-------- Data listing

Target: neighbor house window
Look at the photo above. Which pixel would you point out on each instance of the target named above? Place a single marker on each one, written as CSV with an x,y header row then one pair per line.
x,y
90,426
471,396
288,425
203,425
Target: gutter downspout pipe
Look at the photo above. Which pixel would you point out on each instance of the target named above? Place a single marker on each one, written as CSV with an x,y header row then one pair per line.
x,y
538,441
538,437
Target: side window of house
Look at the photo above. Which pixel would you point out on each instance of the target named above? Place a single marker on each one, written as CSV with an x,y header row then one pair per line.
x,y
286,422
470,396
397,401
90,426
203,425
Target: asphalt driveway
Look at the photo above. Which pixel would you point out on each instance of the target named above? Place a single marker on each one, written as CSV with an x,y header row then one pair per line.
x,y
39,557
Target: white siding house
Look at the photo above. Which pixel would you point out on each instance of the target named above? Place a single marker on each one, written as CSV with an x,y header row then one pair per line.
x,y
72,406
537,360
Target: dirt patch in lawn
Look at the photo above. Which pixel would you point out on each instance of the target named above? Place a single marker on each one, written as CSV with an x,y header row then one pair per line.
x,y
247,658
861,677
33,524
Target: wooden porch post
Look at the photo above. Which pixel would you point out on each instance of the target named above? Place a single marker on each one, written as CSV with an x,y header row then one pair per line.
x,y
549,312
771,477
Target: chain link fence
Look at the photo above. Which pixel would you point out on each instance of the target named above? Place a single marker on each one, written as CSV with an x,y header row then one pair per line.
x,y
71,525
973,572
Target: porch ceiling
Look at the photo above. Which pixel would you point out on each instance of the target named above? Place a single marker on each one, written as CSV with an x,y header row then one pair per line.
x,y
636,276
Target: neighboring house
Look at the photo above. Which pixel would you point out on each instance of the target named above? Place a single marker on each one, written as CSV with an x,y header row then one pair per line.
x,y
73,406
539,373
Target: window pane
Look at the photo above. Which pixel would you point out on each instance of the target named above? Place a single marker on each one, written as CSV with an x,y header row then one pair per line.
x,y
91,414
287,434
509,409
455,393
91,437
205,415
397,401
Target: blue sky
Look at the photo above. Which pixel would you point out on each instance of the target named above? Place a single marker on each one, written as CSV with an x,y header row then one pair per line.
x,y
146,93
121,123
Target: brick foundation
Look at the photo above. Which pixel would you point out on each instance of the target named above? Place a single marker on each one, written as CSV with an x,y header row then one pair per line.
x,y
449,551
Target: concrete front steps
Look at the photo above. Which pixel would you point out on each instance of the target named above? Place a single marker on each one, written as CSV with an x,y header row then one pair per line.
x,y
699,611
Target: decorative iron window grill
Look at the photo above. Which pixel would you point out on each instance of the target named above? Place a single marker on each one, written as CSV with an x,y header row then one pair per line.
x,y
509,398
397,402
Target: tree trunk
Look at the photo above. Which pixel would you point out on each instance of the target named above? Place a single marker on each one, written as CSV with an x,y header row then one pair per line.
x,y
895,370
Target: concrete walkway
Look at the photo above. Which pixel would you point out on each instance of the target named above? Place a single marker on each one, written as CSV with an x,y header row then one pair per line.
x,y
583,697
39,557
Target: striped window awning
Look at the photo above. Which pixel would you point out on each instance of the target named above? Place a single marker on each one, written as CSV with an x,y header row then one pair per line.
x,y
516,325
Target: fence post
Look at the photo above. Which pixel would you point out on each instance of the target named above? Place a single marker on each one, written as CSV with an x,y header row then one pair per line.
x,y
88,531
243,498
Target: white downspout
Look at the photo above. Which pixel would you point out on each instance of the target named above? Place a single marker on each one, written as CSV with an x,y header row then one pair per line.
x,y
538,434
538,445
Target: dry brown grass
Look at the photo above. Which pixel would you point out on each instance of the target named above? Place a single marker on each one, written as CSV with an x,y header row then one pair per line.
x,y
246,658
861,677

----------------

#### Directions:
Please write out the records above word for word, starting with the line that contains "Target: dry brown grass" and going on through the end of the records.

#### Full solution:
Target: dry brown grass
Look at the photo above. Which pixel would you point out on each instance of the target named above? Place a single marker on each one, written as CSV with an x,y header row then one pair per line.
x,y
246,658
861,677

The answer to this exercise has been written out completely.